> **Exercise goal**: Copy the following records line for line, with no changes.

>> Start Available records

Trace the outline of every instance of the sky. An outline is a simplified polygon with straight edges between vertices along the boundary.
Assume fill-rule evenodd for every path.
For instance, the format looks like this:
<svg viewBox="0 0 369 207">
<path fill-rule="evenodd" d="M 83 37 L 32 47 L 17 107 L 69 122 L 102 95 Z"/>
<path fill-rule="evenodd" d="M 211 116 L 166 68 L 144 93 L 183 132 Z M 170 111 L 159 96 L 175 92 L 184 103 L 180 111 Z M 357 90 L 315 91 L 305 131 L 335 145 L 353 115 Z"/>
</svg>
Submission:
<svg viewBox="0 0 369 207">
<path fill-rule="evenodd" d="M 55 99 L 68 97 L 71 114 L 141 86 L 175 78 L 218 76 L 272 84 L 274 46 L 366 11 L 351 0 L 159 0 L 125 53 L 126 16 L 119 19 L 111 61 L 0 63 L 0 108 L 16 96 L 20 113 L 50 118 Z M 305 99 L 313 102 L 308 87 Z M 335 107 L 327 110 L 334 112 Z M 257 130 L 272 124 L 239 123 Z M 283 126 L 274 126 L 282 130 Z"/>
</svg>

>> End Available records

> **Exercise output**:
Trace the outline of every instance of the sky. An outline is a simplified polygon with straight edges between vertices along the boundary.
Assume fill-rule evenodd for every path.
For instance, the format looks like this:
<svg viewBox="0 0 369 207">
<path fill-rule="evenodd" d="M 83 37 L 32 47 L 17 107 L 69 122 L 102 95 Z"/>
<path fill-rule="evenodd" d="M 211 116 L 166 68 L 144 93 L 183 132 Z M 170 111 L 159 96 L 175 92 L 184 103 L 180 111 Z M 357 90 L 315 91 L 305 131 L 335 145 L 353 115 Z"/>
</svg>
Submission:
<svg viewBox="0 0 369 207">
<path fill-rule="evenodd" d="M 55 99 L 68 97 L 71 114 L 141 86 L 175 78 L 218 76 L 272 84 L 274 46 L 366 11 L 351 0 L 159 0 L 125 53 L 126 16 L 119 19 L 111 61 L 0 63 L 0 108 L 16 96 L 20 113 L 50 118 Z M 305 99 L 313 102 L 308 87 Z M 335 107 L 327 110 L 334 112 Z M 257 130 L 272 124 L 239 123 Z M 283 126 L 274 126 L 282 130 Z"/>
</svg>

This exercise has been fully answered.